Every line from the one with "Q: Point to the windshield" to the one with "Q: Point to the hood", including those two, is to be copied exactly; all other lines of the entries below are left out.
-=-=-=-=-
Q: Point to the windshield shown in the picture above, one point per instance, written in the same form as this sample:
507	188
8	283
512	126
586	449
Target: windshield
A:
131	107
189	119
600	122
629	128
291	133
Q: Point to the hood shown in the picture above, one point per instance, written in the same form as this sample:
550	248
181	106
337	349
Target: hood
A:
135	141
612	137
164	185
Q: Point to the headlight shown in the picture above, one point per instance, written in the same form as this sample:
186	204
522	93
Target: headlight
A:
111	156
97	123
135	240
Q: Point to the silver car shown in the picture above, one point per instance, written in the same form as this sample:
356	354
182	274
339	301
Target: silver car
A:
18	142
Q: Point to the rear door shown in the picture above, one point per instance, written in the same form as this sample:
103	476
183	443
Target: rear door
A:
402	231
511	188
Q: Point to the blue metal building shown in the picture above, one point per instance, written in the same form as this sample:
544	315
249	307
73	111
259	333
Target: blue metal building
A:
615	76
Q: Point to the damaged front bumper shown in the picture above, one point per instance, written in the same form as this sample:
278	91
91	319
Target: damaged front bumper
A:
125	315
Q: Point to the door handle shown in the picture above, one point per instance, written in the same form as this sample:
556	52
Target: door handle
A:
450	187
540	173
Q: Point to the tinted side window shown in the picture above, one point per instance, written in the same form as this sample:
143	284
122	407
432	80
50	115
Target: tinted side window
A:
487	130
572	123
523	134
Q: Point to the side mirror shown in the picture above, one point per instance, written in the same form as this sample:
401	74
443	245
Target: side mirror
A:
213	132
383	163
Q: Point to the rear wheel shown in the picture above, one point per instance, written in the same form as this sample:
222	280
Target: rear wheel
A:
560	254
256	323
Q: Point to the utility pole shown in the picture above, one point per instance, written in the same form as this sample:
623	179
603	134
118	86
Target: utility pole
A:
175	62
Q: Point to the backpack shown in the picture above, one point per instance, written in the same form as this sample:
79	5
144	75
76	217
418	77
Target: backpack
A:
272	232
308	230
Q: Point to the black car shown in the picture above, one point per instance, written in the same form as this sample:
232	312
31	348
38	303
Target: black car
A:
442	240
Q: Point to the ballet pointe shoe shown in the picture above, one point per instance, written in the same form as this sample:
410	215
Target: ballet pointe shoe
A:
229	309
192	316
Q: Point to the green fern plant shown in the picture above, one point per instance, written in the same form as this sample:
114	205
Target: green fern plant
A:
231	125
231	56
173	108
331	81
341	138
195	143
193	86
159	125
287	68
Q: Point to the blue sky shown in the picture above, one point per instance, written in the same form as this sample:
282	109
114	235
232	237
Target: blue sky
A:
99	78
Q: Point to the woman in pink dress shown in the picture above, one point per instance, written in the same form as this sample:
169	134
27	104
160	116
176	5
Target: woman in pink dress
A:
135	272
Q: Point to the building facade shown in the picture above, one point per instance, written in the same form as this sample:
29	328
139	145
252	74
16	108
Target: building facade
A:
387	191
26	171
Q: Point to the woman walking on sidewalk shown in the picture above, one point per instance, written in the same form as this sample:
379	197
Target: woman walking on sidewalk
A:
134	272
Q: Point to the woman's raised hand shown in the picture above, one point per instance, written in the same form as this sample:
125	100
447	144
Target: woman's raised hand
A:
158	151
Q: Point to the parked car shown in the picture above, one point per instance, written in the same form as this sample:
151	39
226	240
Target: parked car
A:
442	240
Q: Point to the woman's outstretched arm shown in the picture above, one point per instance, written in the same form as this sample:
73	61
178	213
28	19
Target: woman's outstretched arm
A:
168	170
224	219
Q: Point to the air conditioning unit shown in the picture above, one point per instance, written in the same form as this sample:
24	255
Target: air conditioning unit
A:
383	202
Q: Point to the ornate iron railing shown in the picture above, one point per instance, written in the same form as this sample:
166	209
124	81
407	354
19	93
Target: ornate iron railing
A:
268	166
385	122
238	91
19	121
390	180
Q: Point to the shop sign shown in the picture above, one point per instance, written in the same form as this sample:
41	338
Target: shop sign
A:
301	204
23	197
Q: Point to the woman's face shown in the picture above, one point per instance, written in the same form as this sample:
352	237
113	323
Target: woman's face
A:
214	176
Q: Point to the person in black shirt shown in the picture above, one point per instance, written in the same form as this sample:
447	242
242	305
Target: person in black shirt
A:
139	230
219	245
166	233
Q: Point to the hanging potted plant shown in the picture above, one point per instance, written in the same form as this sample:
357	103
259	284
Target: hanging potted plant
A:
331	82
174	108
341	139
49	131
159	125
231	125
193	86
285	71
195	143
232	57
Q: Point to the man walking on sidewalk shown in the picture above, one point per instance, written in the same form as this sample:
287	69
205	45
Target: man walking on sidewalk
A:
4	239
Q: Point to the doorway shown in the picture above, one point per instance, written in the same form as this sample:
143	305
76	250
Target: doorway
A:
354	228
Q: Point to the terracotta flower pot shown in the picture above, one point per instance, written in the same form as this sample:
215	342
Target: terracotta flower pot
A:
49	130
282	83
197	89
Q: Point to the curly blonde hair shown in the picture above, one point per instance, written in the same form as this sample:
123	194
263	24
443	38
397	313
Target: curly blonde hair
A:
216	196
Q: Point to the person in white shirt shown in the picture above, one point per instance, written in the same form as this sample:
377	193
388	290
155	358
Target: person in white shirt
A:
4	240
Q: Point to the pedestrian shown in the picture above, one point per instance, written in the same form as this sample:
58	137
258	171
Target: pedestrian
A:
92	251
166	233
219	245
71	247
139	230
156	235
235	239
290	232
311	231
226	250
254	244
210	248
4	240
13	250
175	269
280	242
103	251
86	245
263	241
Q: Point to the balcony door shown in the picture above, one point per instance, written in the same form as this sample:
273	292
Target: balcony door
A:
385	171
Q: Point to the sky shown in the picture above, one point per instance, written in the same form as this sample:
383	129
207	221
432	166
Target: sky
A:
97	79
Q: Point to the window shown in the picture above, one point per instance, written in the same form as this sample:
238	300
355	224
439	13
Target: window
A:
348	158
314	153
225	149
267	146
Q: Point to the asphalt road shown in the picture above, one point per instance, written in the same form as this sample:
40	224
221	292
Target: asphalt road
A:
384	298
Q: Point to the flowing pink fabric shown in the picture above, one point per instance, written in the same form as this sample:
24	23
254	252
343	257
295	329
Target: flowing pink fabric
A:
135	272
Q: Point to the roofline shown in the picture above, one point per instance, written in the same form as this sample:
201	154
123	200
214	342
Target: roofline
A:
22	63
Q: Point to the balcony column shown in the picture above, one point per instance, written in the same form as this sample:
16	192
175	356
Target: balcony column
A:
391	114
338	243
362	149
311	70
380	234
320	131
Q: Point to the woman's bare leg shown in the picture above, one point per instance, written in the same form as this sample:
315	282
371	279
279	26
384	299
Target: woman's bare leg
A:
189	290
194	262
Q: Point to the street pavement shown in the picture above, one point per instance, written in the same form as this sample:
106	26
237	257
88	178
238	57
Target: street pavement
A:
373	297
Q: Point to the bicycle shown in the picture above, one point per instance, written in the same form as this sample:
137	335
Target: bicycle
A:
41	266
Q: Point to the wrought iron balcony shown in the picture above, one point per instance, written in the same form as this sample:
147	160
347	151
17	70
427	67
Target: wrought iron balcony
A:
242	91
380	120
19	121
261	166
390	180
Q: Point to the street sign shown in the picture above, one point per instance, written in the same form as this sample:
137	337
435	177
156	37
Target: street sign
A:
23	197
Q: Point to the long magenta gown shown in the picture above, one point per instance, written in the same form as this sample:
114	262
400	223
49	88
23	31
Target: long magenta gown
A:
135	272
-=-=-=-=-
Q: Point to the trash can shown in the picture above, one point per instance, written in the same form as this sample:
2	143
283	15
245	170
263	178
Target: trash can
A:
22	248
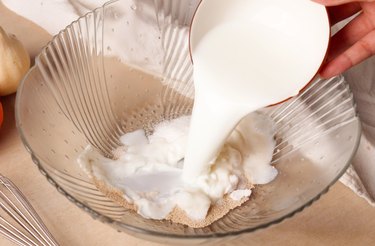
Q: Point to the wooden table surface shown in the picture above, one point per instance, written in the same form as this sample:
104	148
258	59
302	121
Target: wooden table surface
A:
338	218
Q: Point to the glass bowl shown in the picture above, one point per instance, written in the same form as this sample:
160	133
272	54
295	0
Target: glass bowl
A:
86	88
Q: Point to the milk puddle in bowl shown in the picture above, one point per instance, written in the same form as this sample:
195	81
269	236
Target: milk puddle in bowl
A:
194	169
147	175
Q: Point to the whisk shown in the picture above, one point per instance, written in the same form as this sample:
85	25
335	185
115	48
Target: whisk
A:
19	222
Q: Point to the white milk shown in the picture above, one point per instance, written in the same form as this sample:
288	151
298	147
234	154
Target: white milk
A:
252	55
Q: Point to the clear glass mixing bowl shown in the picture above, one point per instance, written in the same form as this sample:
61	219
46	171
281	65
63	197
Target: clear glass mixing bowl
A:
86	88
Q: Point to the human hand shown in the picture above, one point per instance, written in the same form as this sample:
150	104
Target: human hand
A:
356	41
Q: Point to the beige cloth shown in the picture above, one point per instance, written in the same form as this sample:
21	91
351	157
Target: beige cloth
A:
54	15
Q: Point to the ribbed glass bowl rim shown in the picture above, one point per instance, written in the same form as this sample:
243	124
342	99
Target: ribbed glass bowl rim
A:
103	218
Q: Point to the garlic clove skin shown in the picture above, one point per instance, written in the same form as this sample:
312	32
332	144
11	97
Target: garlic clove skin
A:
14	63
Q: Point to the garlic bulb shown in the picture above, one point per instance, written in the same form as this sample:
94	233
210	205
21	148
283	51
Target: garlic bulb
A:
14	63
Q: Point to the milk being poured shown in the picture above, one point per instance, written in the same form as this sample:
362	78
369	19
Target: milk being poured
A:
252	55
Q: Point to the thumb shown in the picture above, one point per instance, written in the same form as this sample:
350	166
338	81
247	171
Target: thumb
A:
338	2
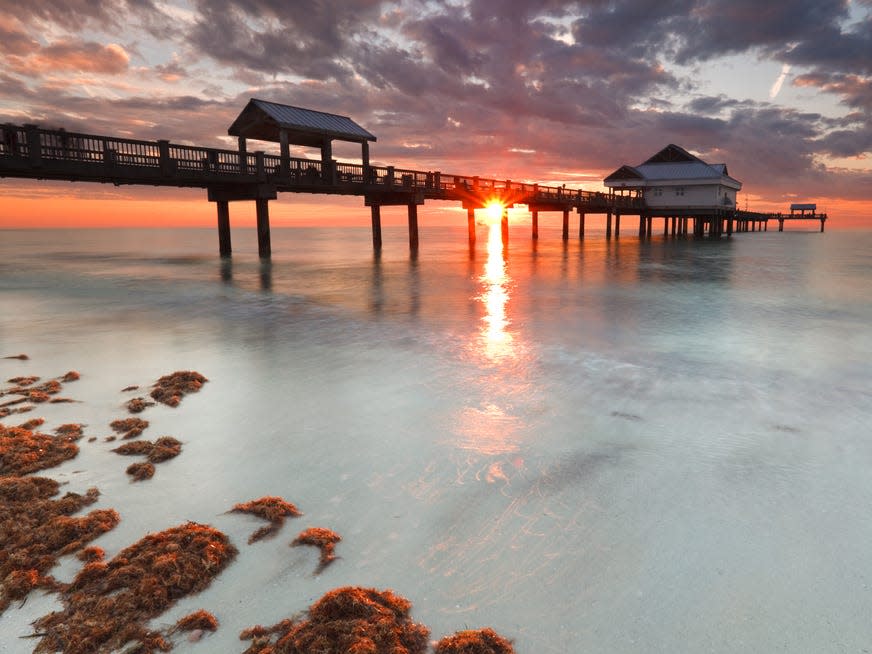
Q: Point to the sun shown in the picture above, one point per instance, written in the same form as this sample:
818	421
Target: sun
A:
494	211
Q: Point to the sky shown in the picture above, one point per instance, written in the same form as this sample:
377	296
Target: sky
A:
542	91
-=-=-=-=-
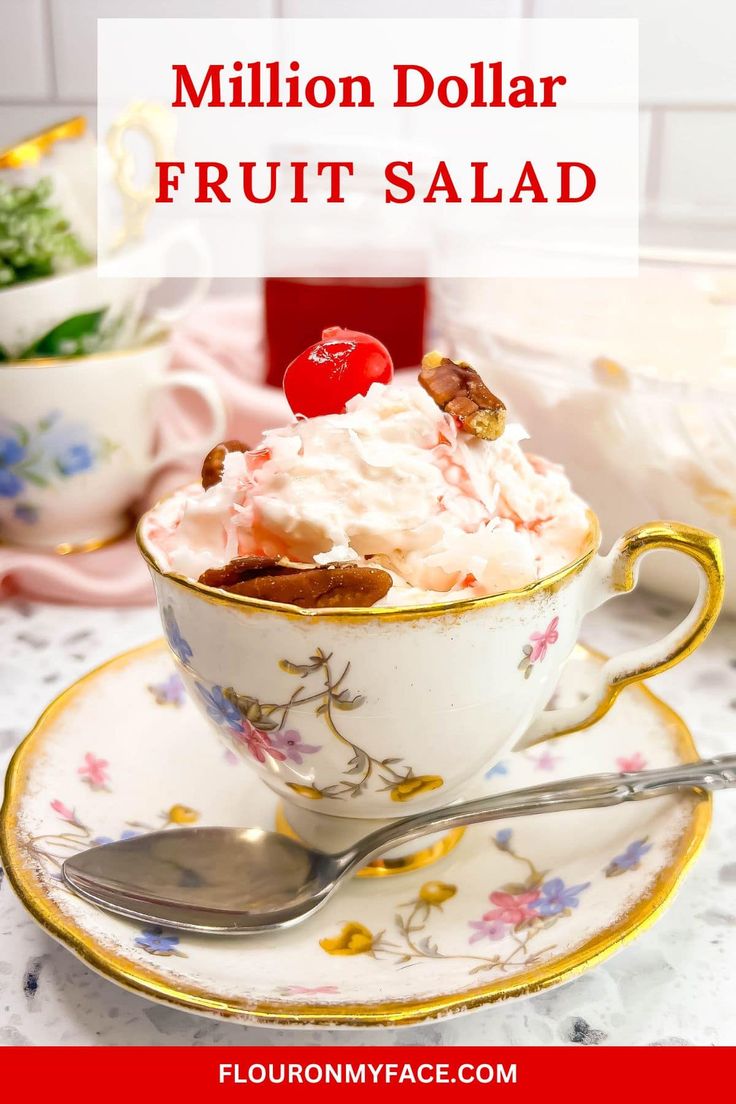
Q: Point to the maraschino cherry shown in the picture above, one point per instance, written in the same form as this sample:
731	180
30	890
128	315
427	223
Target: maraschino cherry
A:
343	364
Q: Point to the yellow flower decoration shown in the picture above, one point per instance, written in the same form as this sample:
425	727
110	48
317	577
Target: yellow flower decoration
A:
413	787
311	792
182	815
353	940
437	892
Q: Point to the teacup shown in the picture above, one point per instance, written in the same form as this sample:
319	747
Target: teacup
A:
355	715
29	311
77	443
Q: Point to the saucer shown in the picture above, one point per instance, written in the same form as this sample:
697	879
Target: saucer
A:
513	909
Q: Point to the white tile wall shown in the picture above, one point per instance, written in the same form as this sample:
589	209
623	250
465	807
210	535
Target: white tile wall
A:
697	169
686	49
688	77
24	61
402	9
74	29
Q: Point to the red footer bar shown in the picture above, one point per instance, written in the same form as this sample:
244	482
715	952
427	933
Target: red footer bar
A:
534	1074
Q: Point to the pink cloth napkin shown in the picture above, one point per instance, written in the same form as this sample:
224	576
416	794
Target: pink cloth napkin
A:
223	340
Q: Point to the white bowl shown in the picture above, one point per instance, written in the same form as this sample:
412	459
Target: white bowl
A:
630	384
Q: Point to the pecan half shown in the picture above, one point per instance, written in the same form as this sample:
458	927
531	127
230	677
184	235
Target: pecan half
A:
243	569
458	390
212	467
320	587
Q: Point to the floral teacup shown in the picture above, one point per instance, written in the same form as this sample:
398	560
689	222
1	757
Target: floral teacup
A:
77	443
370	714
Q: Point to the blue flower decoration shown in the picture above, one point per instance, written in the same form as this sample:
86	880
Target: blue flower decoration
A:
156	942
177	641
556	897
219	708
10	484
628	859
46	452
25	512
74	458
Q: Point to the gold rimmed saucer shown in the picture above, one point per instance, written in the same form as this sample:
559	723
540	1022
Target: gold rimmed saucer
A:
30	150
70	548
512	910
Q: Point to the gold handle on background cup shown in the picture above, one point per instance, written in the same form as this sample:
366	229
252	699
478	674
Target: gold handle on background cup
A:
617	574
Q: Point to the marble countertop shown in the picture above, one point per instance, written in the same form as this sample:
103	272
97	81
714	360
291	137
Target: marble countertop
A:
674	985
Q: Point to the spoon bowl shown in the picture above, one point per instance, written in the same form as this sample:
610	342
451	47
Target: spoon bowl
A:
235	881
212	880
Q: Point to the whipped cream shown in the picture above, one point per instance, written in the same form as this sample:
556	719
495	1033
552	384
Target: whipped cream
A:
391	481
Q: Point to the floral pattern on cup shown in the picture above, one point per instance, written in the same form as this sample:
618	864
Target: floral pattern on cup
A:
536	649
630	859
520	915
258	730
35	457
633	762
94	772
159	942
-=-=-=-=-
* RESULT FOR THIS EXERCISE
Q: Point to the windshield shown in the picture above, one point per instance, written in the same form as this sample:
507	188
8	283
512	126
586	449
Target: windshield
A:
131	107
189	119
600	122
629	128
291	133
Q: Point to the hood shown in the picture above, one point per instance, written in the same form as this sample:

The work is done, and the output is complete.